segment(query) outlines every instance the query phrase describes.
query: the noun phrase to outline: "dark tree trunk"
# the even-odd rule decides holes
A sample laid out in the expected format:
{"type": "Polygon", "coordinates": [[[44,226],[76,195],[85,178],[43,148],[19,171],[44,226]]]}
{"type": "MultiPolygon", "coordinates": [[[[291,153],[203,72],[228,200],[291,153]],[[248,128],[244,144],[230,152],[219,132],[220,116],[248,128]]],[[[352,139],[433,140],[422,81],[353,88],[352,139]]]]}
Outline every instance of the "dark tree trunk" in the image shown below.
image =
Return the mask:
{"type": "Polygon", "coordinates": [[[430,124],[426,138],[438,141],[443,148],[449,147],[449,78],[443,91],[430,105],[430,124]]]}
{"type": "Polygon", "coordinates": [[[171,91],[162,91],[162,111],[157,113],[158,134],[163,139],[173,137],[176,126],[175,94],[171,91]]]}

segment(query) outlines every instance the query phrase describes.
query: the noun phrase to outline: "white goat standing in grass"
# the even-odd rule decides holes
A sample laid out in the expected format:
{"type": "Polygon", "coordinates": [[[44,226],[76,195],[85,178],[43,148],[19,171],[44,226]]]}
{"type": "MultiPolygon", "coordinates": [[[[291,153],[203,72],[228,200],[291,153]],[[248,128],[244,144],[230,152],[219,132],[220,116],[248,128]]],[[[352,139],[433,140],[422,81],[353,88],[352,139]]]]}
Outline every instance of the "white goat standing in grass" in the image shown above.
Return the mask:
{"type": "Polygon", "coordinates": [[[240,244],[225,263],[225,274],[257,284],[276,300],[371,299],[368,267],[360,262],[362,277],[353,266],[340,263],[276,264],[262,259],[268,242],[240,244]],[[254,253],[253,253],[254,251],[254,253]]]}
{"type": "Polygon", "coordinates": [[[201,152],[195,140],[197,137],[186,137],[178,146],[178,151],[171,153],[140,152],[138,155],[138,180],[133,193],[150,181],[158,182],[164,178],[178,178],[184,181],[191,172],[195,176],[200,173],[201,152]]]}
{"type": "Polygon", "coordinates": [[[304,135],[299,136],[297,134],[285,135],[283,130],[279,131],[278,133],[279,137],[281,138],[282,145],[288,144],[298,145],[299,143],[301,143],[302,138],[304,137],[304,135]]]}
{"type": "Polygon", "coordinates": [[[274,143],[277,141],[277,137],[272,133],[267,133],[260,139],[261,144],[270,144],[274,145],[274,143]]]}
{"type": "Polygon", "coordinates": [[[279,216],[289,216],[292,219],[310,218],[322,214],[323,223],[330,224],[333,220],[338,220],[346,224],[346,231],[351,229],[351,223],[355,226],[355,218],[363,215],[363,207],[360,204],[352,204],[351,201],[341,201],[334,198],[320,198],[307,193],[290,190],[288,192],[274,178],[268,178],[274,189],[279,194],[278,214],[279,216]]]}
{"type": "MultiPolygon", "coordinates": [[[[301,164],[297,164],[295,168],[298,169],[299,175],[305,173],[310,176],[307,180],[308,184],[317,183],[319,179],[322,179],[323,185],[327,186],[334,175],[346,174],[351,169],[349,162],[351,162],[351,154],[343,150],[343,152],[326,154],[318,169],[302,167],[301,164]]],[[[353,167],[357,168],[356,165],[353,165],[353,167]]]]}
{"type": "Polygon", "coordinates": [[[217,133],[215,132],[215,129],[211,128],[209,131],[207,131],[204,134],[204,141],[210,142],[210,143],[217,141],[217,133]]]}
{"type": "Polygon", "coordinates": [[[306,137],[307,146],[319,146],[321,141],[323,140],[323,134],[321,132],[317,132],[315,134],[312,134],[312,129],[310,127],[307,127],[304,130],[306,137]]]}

------------------------------------------------

§ Task details
Write out an exact copy of every record shown above.

§ Solution to the problem
segment(query) outlines every instance the query phrase describes.
query: the noun phrase to outline: "dark tree trunk"
# the even-odd rule decides holes
A sample laid out in the expected format:
{"type": "Polygon", "coordinates": [[[44,226],[76,195],[85,178],[43,148],[19,171],[44,226]]]}
{"type": "MultiPolygon", "coordinates": [[[[291,153],[203,72],[228,200],[291,153]],[[248,128],[244,144],[230,152],[219,132],[220,116],[248,128]]],[[[352,139],[433,140],[422,81],[353,88],[352,139]]]]}
Outline every instance of the "dark tree trunk" in the image shown below.
image =
Return the mask:
{"type": "Polygon", "coordinates": [[[430,124],[426,138],[438,141],[443,148],[449,147],[449,78],[443,91],[430,105],[430,124]]]}
{"type": "Polygon", "coordinates": [[[171,91],[162,91],[162,111],[157,113],[158,134],[163,139],[173,137],[176,126],[175,94],[171,91]]]}

segment(query) outlines every instance the query phrase describes.
query: the noun phrase to outline: "white goat standing in grass"
# the even-odd rule decides holes
A sample laid out in the expected format:
{"type": "Polygon", "coordinates": [[[44,226],[76,195],[85,178],[43,148],[19,171],[44,226]]]}
{"type": "MultiPolygon", "coordinates": [[[[291,153],[203,72],[228,200],[291,153]],[[248,128],[244,144],[230,152],[219,132],[220,116],[248,128]]],[[[352,139],[433,140],[422,81],[353,88],[352,139]]]]}
Outline every instance of the "white goat standing in grass" in the image shown above.
Return the mask:
{"type": "Polygon", "coordinates": [[[240,244],[225,263],[225,274],[257,284],[276,300],[371,299],[368,267],[360,262],[362,277],[353,266],[340,263],[276,264],[262,259],[268,242],[240,244]],[[254,253],[253,253],[254,251],[254,253]]]}
{"type": "Polygon", "coordinates": [[[201,152],[195,140],[197,137],[186,137],[178,146],[178,151],[171,153],[140,152],[138,155],[138,180],[133,193],[150,181],[158,182],[164,178],[178,178],[184,181],[191,172],[195,176],[200,173],[201,152]]]}
{"type": "Polygon", "coordinates": [[[304,135],[299,136],[297,134],[285,135],[283,130],[279,131],[278,133],[279,137],[281,138],[282,145],[288,144],[298,145],[299,143],[301,143],[302,138],[304,137],[304,135]]]}
{"type": "Polygon", "coordinates": [[[274,143],[277,141],[277,137],[272,133],[267,133],[260,139],[261,144],[270,144],[274,145],[274,143]]]}
{"type": "Polygon", "coordinates": [[[279,216],[289,216],[292,219],[310,218],[322,214],[323,223],[330,224],[333,220],[338,220],[346,224],[346,231],[351,229],[351,223],[355,226],[355,218],[363,215],[363,207],[360,204],[352,204],[351,201],[341,201],[334,198],[320,198],[307,193],[290,190],[288,192],[274,178],[268,178],[274,189],[279,194],[278,214],[279,216]]]}
{"type": "MultiPolygon", "coordinates": [[[[301,164],[297,164],[295,168],[298,169],[299,175],[305,173],[310,176],[307,180],[308,184],[317,183],[319,179],[322,179],[323,185],[327,186],[334,175],[346,174],[351,169],[349,162],[351,162],[351,154],[343,150],[343,152],[326,154],[318,169],[302,167],[301,164]]],[[[353,167],[357,168],[356,165],[353,165],[353,167]]]]}
{"type": "Polygon", "coordinates": [[[217,133],[215,132],[215,129],[211,128],[209,131],[207,131],[204,134],[204,141],[210,142],[210,143],[217,141],[217,133]]]}
{"type": "Polygon", "coordinates": [[[306,137],[307,146],[319,146],[321,141],[323,140],[323,134],[321,132],[317,132],[315,134],[312,134],[312,129],[310,127],[307,127],[304,130],[306,137]]]}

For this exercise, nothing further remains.